• **ACTIVITIES**:
• 1. Answer these questions from the review of Ali Smith's How to Be Both, one line each:
(a) In what subject was the writer enrolled in a post-grad course?
(b) Which Renaissance painter is at the center of one of the novel's two narratives?
(c) According to the writer, how does the passage about a cup of forgetting and a cup of remembering end?
• 2. Write the next part of the review of Ali Smith's How to Be Both, beginning after its final sentence.

• **PASSAGE SHOWN**:
=-=-=-=-=

I concede the problem lies not with the artist/ art/ recommendations but in the watcher/ reader of the art ie, yours truly: pleb with set tastes, and little patience/ understanding with jokes and narratives that are too clever, too gimmicky, too joke-within-a-joke. It's the bane of a lazy reader. I want it to come to me without too much of a fight.

Ali Smith's novels invoke a slight dread in me. I am somewhat ashamed of myself for not magically being able to fathom her playful brilliance more entirely. But I really wish they were easier to read. I wish I didn't have to, at times, drag myself back a few pages, to stay with the plot, and enjoy the nuances, appreciate complexities and all of that. Ali Smith, the mere mention, sends me back to college, back to when I was enrolled in a post-grad course in Linguistics, and couldn't make head or leg of anything in Syntax class, which is a lot like how I felt reading the second, arty half of How To Be Both - an illiterate and a failure.

Another trippy playful thing about the book - some editions have the art second half as the first and the easy first half as the second. That itself is a fabulous quirk.

So, about How to Be Both. I got the plot. I got what's going on (after a while). I got that there are two narratives, half a book each. I got that in one plot a girl is mourning her mother who used to take her two kids to art galleries in Italy, and the other plot is about a Renaissance painter, Francesco del Cossa, and the fresco cycle in the Ferrara Palazzo in Italy. I got that there's a bit of zigzag/ funny mirrors/ time travel thing happening.

I can't call it consistently delightful because I didn't understand it consistently. But there are moments when the two stories merge and zip and cross reference - and those bits are heady. You have to stop and say oooh, look what she just did here. I'm sure my friend will give me two points for at least realising she can be very trippy. There's a beautiful passage even in the second (incomprehensible to me) part - the arty Italian painter part - of the book about a cup of forgetting and a cup of remembering. Too long a passage to reproduce, but it ends with how remembering and forgetting are basically the same thing. That was moving.

I loved the first half - the George and dead mother half. Comic and profound and so much easier. It surprised me just how much I liked it, a definite personal victory, given my disastrous history tackling Ali Smith. In How to Be Both, I at least got how to be one. Hurray!

=-=-=-=-=

• **DATA EXTRACTS**:
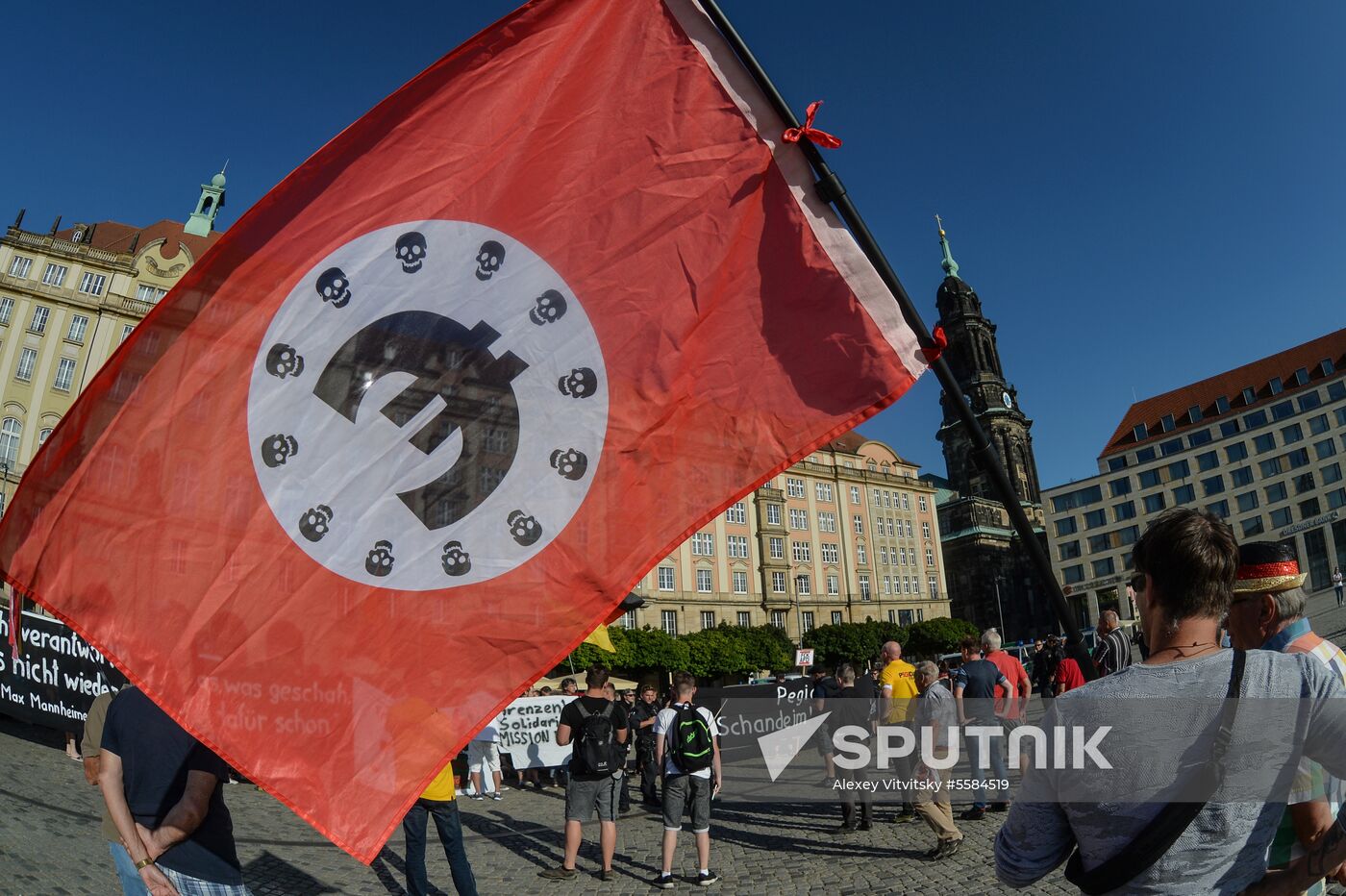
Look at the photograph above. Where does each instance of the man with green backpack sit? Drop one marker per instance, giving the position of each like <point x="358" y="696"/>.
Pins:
<point x="688" y="750"/>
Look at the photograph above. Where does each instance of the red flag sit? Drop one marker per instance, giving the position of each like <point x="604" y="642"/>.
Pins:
<point x="430" y="410"/>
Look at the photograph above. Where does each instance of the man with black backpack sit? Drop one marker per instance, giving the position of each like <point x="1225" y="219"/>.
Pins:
<point x="596" y="727"/>
<point x="688" y="750"/>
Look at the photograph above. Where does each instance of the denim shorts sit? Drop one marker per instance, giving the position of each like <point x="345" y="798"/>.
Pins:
<point x="677" y="791"/>
<point x="583" y="797"/>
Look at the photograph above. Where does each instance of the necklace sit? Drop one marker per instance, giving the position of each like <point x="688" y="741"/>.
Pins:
<point x="1182" y="649"/>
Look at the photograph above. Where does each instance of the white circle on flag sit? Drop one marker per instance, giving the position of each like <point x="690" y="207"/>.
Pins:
<point x="428" y="407"/>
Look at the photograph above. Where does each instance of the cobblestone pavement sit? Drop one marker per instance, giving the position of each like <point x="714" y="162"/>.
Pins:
<point x="50" y="842"/>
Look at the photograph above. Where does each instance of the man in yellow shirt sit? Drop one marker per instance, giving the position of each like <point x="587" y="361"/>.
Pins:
<point x="436" y="801"/>
<point x="898" y="690"/>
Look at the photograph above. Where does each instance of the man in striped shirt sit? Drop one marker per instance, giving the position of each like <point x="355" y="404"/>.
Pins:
<point x="1113" y="652"/>
<point x="1267" y="612"/>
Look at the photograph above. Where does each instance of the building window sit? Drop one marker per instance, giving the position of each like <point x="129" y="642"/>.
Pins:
<point x="27" y="361"/>
<point x="78" y="324"/>
<point x="54" y="275"/>
<point x="64" y="374"/>
<point x="91" y="283"/>
<point x="10" y="432"/>
<point x="150" y="293"/>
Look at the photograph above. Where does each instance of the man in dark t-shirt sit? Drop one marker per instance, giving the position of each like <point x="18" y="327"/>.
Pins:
<point x="975" y="691"/>
<point x="587" y="790"/>
<point x="164" y="792"/>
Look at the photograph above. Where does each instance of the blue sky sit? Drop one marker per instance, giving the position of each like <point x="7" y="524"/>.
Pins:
<point x="1143" y="194"/>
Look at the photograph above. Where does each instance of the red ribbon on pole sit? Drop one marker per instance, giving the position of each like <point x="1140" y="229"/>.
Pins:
<point x="814" y="137"/>
<point x="941" y="342"/>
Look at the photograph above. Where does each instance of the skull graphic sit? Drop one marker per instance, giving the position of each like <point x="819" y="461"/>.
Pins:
<point x="551" y="307"/>
<point x="276" y="450"/>
<point x="283" y="361"/>
<point x="334" y="286"/>
<point x="524" y="528"/>
<point x="455" y="560"/>
<point x="315" y="521"/>
<point x="569" y="463"/>
<point x="380" y="560"/>
<point x="411" y="250"/>
<point x="581" y="384"/>
<point x="488" y="260"/>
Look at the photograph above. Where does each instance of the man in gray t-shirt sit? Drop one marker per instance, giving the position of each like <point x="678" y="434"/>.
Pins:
<point x="1184" y="564"/>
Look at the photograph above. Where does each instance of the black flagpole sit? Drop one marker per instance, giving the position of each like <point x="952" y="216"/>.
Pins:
<point x="831" y="190"/>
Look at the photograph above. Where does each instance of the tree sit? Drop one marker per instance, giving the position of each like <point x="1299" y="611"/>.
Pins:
<point x="935" y="636"/>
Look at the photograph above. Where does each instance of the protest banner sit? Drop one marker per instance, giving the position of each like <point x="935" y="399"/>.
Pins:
<point x="56" y="677"/>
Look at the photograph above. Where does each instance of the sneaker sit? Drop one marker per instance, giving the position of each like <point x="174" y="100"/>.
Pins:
<point x="558" y="873"/>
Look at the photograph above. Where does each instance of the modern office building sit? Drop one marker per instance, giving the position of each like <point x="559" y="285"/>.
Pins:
<point x="67" y="299"/>
<point x="848" y="535"/>
<point x="1261" y="445"/>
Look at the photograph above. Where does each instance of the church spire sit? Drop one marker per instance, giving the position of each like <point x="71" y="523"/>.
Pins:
<point x="951" y="266"/>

=-=-=-=-=

• **RESULTS IN ORDER**:
• 1.
(a) Linguistics.
(b) Francesco del Cossa.
(c) It ends with how remembering and forgetting are basically the same thing.

• 2.
The second, I didn't fully get. (The second, remember could be the first, depending on which copy you pick up.)
So in my first half - Penguin edition - a teenage girl, George (but actually, Georgia) is mourning her mother who was alive not too long ago, and whose job it used to be to (as George says to her therapist at school) "subvert political things with art things, and to subvert art things with political things".

At one point George makes a friend, H. And at a subsequent point, H tells George that she told her mother about George and George's mother. And H's mother said, in a light French accent that H imitated: "It is not fair for your friend, she is not going to get the important boredoms and mournings and melancholies that are her due and are owing to her just from being the age that she is, for now it will be interrupted by real mournings and real melancholies."

There are other beautiful passages. The lack of beauty is not a problem at all, not in Smith's plot, not in her sentences, not in anything Ali Smith touches, and definitely not in her real life efforts recently to save public libraries in England.

My guess is the beauty in construction of the book becomes more apparent in the second reading. To fully grasp and better appreciate what Ali Smith I suspect has pulled off with this book, I at least need a second reading, a slower, more patient one. For now, maybe they should put it on the undergrad syllabus of Literature students, to ensure professorial hand holding through the tough parts, and a deeper understanding of what's going on in these ancient art galleries of parallel universe fame.